(Outline annotation records)

_ _ _ _ _ _ _

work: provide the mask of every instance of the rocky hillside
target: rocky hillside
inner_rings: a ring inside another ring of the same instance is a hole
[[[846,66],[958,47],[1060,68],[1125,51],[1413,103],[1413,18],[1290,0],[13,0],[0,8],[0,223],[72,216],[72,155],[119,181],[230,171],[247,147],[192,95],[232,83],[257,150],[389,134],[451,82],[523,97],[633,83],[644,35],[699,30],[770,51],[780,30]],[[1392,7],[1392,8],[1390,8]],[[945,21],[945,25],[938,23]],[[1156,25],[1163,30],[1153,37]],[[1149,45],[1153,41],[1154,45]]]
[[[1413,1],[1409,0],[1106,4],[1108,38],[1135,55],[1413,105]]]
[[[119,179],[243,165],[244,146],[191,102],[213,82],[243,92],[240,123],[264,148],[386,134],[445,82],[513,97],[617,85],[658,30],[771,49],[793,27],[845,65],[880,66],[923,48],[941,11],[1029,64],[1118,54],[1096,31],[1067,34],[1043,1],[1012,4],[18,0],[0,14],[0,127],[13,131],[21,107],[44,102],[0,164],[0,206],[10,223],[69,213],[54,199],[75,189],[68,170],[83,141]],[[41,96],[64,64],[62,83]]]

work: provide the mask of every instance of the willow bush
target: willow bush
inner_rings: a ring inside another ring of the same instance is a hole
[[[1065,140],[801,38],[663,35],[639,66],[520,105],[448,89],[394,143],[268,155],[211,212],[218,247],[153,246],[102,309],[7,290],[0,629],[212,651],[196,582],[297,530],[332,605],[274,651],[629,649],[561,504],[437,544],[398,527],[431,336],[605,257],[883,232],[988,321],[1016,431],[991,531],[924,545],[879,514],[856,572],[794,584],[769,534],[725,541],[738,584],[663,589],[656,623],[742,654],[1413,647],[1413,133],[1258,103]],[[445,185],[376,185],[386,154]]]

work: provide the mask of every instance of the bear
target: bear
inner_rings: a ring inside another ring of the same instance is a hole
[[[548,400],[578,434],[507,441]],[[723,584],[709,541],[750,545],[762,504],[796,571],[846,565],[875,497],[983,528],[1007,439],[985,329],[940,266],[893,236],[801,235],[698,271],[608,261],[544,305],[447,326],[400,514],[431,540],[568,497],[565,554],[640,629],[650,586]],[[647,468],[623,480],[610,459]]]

_ _ _ _ _ _ _

■ Aim ■
Extract the entries above verbatim.

■ Solution below ■
work: provide the mask of every instance of the rocky hillside
target: rocky hillside
inner_rings: a ring inside another ring of the same instance is a hole
[[[846,66],[958,47],[1060,68],[1125,51],[1413,103],[1413,18],[1290,0],[13,0],[0,8],[0,223],[72,216],[72,155],[119,181],[230,171],[247,147],[192,95],[232,83],[257,150],[389,134],[451,82],[523,97],[633,83],[644,35],[699,30],[770,51],[780,30]],[[1392,7],[1392,8],[1390,8]],[[945,21],[945,25],[938,23]],[[1156,25],[1163,30],[1153,37]],[[1149,45],[1153,41],[1154,45]]]
[[[1413,1],[1409,0],[1106,4],[1108,38],[1135,55],[1413,105]]]
[[[119,179],[243,165],[244,146],[191,102],[213,82],[243,92],[240,123],[264,148],[386,134],[445,82],[513,97],[617,85],[658,30],[771,49],[793,27],[845,65],[880,66],[923,48],[941,11],[1029,64],[1118,54],[1096,31],[1067,34],[1043,1],[1012,4],[18,0],[0,14],[0,127],[13,131],[21,107],[44,102],[0,164],[0,206],[10,223],[69,213],[54,199],[75,189],[68,170],[83,141]],[[41,96],[64,64],[62,83]]]

work: provide the mask of every instance of the willow bush
target: willow bush
inner_rings: a ring inside another ring of the same instance is a hole
[[[1065,140],[801,38],[663,35],[639,66],[520,105],[448,89],[394,143],[268,155],[211,212],[218,247],[153,246],[102,309],[7,290],[0,629],[212,651],[196,582],[297,530],[332,605],[274,651],[629,649],[561,504],[437,544],[398,527],[431,336],[605,257],[883,232],[988,321],[1016,431],[991,531],[924,545],[879,514],[856,572],[794,584],[769,534],[725,541],[738,584],[663,589],[656,623],[742,654],[1413,647],[1413,133],[1258,103]],[[445,185],[376,185],[386,154]]]

work: provide the mask of every instance of the bear
target: bear
inner_rings: a ring inside another ring of the same instance is a hole
[[[548,400],[578,434],[507,441]],[[723,584],[709,541],[750,545],[762,504],[796,571],[846,565],[875,497],[983,528],[1007,439],[985,329],[940,266],[893,236],[801,235],[698,271],[608,261],[544,305],[447,326],[400,514],[431,540],[568,497],[565,554],[640,629],[650,586]],[[647,468],[623,480],[610,459]]]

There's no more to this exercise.